■ WHAT NEEDS TO BE DONE
Reproduce the passage of the St Hilary wayside crosses entry starting at "Traditional County: Cornwall" and ending at "in west Cornwall.".

■ DOCUMENT SEGMENT
[start]

Longitude: -5.4289 / 5°25'43"W

OS Eastings: 155044.4065

OS Northings: 31284.1005

OS Grid: SW550312

Mapcode National: GBR DXZB.G1Y

Mapcode Global: VH12T.VYBZ

Entry Name: Two wayside crosses in St Hilary's churchyard

Scheduled Date: 24 July 1998

Source: Historic England

Source ID: 1018206

English Heritage Legacy ID: 30447

County: Cornwall

Civil Parish: St. Hilary

Traditional County: Cornwall

Lieutenancy Area (Ceremonial County): Cornwall

Church of England Parish: St Hilary

Church of England Diocese: Truro


The monument includes two medieval wayside crosses situated to the south of
the church in St Hilary's churchyard in west Cornwall.
One wayside cross is located on the east side of the footpath through the
churchyard where the footpath bends round to the east; the other is on the
west side of the footpath. Both are Listed Grade II.
The cross on the east side of the footpath survives as an upright granite
shaft with a round, `wheel' head. The overall height of the monument is 0.91m.
The principal faces are orientated north west-south east. The head measures
0.41m high by 0.48m wide and is 0.13m thick. The north west face bears an
equal limbed cross in relief; a flat, wide bead runs around the outer edge of
the head. The south east face is plain. The shaft measures 0.5m high by 0.26m
wide and is 0.15m thick.

[end]

■ SOURCE EXCERPT
[start]

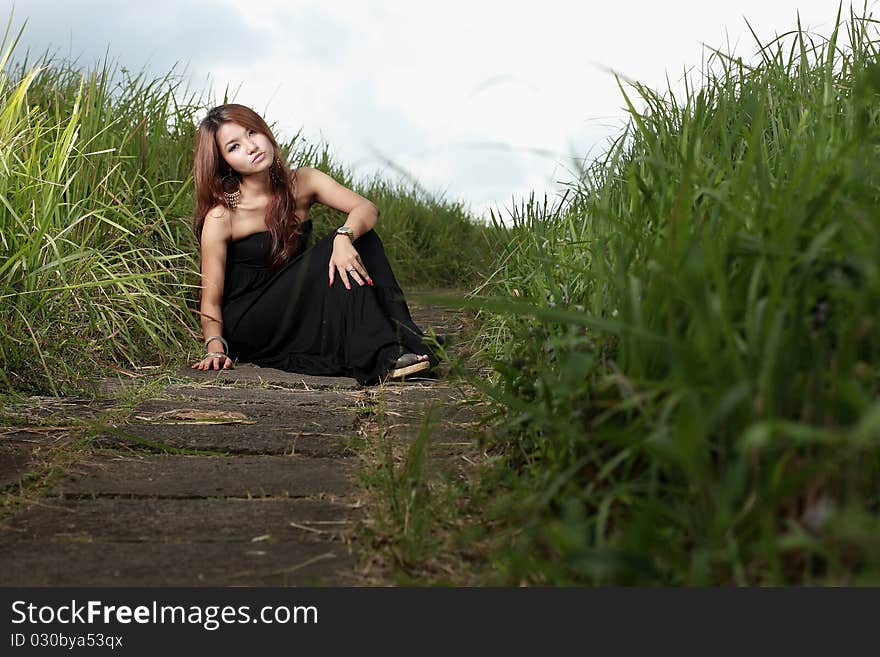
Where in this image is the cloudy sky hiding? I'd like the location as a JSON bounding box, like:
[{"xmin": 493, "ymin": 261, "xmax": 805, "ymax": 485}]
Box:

[end]

■ EXERCISE SOLUTION
Traditional County: Cornwall

Lieutenancy Area (Ceremonial County): Cornwall

Church of England Parish: St Hilary

Church of England Diocese: Truro


The monument includes two medieval wayside crosses situated to the south of
the church in St Hilary's churchyard in west Cornwall.